TASK OBJECTIVE:
Search the records below for "target"; copy each line that has it.

--------

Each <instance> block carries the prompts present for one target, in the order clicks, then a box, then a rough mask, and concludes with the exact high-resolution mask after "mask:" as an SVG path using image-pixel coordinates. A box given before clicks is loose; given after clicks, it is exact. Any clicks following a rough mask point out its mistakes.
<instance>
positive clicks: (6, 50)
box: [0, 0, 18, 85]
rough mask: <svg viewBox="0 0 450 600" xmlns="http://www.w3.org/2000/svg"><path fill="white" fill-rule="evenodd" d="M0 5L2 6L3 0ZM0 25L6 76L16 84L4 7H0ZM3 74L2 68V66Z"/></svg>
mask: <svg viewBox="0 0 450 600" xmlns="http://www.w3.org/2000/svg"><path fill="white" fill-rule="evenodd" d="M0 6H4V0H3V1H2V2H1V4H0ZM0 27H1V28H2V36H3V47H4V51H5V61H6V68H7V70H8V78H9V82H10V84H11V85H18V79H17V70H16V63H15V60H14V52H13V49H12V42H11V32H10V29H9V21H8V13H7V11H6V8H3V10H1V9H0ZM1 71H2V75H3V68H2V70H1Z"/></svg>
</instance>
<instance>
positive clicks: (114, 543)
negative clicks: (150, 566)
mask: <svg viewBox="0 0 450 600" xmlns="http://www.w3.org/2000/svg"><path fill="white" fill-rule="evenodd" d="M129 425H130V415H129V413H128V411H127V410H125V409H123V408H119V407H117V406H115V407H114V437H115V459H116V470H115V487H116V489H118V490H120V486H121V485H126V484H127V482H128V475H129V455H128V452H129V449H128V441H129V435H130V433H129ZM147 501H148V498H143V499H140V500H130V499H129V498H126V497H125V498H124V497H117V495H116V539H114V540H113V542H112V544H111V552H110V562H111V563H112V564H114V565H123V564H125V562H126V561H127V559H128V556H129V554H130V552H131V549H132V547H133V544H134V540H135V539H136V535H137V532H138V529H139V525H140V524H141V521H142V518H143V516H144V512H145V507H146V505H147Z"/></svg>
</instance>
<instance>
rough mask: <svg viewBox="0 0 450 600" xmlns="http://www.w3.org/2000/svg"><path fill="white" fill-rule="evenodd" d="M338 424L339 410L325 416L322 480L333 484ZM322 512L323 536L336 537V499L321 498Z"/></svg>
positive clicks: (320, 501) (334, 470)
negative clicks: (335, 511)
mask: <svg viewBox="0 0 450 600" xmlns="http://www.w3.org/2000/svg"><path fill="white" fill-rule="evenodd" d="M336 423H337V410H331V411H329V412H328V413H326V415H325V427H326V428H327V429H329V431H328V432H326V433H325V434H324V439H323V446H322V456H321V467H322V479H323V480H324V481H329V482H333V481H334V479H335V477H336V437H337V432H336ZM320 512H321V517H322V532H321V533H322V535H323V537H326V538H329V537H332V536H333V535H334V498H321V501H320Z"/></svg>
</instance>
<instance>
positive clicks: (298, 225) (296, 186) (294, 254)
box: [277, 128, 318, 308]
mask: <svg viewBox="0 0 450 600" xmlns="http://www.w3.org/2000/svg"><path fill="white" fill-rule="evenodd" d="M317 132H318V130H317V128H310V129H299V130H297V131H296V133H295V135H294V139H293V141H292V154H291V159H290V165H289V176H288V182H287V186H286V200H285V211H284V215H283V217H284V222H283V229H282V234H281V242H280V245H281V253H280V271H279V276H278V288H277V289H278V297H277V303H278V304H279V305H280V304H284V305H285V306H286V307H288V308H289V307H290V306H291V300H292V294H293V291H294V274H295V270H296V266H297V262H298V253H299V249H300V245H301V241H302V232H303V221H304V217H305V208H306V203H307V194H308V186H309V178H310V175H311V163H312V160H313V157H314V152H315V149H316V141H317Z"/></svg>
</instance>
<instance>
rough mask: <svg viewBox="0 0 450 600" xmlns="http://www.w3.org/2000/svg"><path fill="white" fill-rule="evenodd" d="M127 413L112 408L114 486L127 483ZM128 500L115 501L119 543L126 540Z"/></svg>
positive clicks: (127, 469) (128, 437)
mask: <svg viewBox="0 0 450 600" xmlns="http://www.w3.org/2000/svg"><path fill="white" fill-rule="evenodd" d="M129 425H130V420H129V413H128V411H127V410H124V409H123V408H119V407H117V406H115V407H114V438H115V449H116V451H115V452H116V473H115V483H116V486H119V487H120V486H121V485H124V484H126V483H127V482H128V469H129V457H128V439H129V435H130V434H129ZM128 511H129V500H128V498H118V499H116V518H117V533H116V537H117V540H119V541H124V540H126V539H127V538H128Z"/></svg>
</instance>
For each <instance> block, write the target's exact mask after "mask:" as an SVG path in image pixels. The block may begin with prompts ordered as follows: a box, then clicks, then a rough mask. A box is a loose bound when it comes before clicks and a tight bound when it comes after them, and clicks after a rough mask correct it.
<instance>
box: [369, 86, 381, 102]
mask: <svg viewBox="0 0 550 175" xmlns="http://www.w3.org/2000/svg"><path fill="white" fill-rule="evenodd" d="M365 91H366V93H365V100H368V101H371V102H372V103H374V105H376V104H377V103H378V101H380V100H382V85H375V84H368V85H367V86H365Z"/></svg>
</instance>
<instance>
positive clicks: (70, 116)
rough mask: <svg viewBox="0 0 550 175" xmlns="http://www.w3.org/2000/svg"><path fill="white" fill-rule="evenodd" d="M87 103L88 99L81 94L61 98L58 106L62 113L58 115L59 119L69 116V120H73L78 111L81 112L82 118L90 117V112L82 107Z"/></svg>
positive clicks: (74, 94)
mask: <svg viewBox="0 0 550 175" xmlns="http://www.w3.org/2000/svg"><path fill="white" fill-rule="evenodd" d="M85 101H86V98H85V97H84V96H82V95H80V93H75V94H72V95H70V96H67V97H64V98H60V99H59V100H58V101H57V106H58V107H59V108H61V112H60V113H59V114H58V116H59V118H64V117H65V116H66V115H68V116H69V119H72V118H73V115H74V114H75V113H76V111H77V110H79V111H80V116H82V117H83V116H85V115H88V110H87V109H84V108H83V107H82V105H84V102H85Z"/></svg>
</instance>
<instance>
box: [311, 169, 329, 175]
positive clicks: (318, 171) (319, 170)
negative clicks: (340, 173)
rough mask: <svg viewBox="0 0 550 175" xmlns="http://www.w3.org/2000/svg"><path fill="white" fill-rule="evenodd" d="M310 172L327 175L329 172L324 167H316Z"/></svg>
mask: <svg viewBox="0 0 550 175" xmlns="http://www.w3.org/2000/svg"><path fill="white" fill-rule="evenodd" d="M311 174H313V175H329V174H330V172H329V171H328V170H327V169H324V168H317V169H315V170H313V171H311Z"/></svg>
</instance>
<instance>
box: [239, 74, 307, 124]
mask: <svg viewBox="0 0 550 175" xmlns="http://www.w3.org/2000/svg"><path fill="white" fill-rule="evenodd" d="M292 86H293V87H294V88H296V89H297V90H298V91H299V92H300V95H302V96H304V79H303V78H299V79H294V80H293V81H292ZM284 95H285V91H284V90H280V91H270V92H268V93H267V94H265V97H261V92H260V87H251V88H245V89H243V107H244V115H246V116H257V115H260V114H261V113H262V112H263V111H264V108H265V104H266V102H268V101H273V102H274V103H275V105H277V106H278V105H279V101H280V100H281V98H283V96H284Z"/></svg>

--------

ANSWER BELOW:
Each <instance> block carries the prompts present for one target, in the order clicks, then a box, then a rough mask, and concludes with the exact high-resolution mask after "mask:" as an SVG path using image-pixel coordinates. A box given before clicks is loose; given after clicks, it is exact. Any clicks following a rough mask point out its mistakes.
For each <instance> block, write the target's exact mask after "mask:" as an SVG path in image pixels. The block may begin with prompts ordered as follows: a box, then clicks, then a rough mask. A box is a loose bound when it comes before clicks and a tight bound when it comes after them, and clicks after a rough mask correct it.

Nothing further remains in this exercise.